### SUPPLIED DATA
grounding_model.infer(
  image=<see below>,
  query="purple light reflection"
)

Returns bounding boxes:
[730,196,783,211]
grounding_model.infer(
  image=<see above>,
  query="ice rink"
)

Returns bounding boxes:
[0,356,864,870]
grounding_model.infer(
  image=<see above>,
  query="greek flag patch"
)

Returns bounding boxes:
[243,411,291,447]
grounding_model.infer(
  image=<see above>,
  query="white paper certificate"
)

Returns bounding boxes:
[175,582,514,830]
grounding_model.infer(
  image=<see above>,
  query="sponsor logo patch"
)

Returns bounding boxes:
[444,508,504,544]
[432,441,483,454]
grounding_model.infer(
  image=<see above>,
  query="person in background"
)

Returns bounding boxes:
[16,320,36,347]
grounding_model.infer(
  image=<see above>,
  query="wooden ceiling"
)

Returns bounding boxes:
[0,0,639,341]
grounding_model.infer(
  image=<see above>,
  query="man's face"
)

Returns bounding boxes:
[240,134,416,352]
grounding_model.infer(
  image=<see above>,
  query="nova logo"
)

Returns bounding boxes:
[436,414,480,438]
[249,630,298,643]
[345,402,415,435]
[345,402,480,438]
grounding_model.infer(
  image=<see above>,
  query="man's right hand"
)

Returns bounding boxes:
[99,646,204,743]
######
### SUPPLIED DATA
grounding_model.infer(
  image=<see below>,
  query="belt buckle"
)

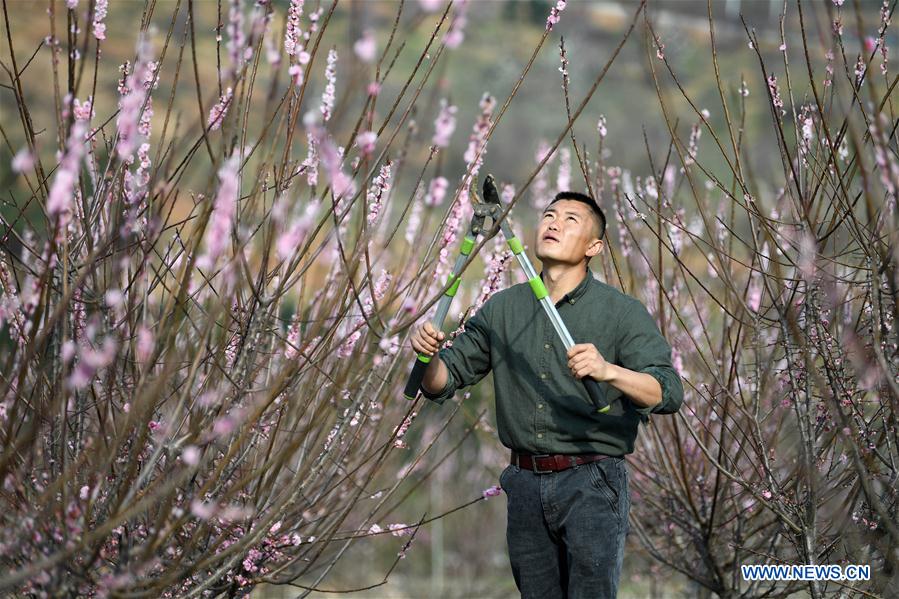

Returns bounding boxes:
######
### SUPPLIED DATA
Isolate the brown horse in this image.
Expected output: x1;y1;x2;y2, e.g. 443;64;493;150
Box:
######
→ EXERCISE: Please locate every line in the items above that contains the string "patch" with matching case, and copy each of those lines in full.

→ FINISHED TASK:
  query="greek flag patch"
  query="sponsor logo patch"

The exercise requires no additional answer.